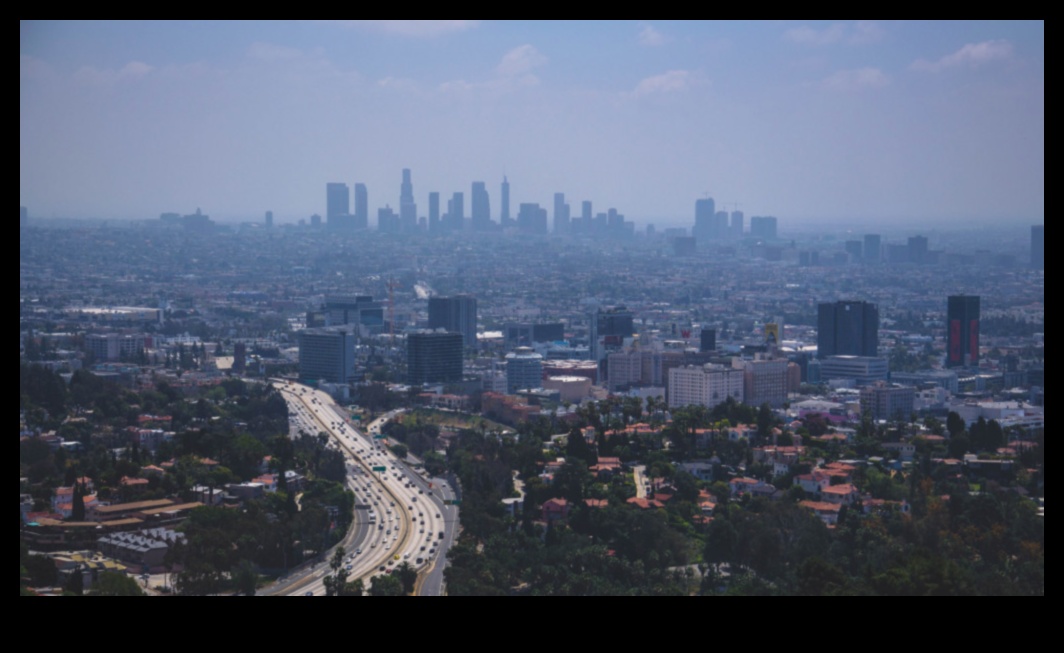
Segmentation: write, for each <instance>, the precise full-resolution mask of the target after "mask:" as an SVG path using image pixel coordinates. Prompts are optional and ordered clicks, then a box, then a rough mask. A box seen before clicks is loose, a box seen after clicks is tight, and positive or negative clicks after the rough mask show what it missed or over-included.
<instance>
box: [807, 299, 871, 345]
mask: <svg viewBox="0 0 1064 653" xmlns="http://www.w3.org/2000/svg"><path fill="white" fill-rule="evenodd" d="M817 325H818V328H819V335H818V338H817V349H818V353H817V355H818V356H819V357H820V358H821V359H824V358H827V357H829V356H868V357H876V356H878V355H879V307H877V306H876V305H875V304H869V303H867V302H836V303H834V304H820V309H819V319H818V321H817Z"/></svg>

------------------------

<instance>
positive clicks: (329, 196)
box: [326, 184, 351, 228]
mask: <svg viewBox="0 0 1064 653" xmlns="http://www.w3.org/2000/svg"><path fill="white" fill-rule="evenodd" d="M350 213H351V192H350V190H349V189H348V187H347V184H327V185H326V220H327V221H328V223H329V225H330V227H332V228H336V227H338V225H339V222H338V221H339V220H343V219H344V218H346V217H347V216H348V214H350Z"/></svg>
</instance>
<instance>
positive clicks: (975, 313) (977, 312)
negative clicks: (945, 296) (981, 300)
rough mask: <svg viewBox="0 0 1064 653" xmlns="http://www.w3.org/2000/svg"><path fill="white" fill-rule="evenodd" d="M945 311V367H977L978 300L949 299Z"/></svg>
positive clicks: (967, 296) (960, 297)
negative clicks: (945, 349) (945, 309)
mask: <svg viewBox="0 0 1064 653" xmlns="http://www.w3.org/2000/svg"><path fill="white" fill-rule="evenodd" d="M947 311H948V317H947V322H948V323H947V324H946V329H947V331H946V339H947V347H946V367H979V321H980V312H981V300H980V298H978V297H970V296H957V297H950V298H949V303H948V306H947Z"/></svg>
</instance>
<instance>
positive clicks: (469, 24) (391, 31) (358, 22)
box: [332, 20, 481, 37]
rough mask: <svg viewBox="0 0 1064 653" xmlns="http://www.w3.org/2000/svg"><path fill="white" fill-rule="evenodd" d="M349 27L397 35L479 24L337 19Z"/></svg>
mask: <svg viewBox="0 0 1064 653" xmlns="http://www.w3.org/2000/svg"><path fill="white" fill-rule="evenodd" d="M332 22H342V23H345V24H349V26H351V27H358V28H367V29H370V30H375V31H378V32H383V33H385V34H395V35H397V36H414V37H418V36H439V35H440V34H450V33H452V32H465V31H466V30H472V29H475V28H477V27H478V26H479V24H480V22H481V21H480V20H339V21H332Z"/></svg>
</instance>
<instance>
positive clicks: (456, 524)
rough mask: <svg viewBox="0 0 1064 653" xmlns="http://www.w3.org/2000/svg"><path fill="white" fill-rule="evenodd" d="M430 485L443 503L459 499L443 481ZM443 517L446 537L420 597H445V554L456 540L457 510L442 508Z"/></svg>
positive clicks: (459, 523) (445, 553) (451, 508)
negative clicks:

------------------------

ABOUT THIS TASK
Which lines in the listing above contain the string "xmlns"? Report each of them in full.

OUTPUT OF THE EXERCISE
mask: <svg viewBox="0 0 1064 653" xmlns="http://www.w3.org/2000/svg"><path fill="white" fill-rule="evenodd" d="M817 325H818V328H819V335H818V338H817V349H818V353H817V355H818V356H819V357H820V358H821V359H824V358H827V357H829V356H868V357H876V356H878V355H879V307H877V306H876V305H875V304H869V303H867V302H836V303H834V304H820V309H819V319H818V321H817Z"/></svg>
mask: <svg viewBox="0 0 1064 653" xmlns="http://www.w3.org/2000/svg"><path fill="white" fill-rule="evenodd" d="M350 213H351V192H350V190H349V189H348V187H347V184H327V185H326V220H327V221H328V223H329V225H330V227H332V228H336V227H338V225H339V222H338V221H339V220H343V219H344V218H346V217H347V216H348V214H350Z"/></svg>
rough mask: <svg viewBox="0 0 1064 653" xmlns="http://www.w3.org/2000/svg"><path fill="white" fill-rule="evenodd" d="M945 311V367H977L978 300L949 299Z"/></svg>
mask: <svg viewBox="0 0 1064 653" xmlns="http://www.w3.org/2000/svg"><path fill="white" fill-rule="evenodd" d="M947 311H948V317H947V322H948V323H947V324H946V329H947V331H946V339H947V347H946V367H979V321H980V312H981V300H980V298H978V297H970V296H957V297H950V298H949V303H948V306H947Z"/></svg>
rough mask: <svg viewBox="0 0 1064 653" xmlns="http://www.w3.org/2000/svg"><path fill="white" fill-rule="evenodd" d="M349 27L397 35L479 24L337 19Z"/></svg>
mask: <svg viewBox="0 0 1064 653" xmlns="http://www.w3.org/2000/svg"><path fill="white" fill-rule="evenodd" d="M332 22H342V23H345V24H349V26H351V27H358V28H367V29H370V30H375V31H378V32H383V33H385V34H395V35H397V36H414V37H418V36H439V35H440V34H450V33H452V32H465V31H466V30H472V29H475V28H477V27H478V26H479V24H480V22H481V21H480V20H339V21H332Z"/></svg>
rough mask: <svg viewBox="0 0 1064 653" xmlns="http://www.w3.org/2000/svg"><path fill="white" fill-rule="evenodd" d="M430 485L443 503L459 499L443 481ZM443 517L446 537L420 597H445V554L456 540L457 510L442 508Z"/></svg>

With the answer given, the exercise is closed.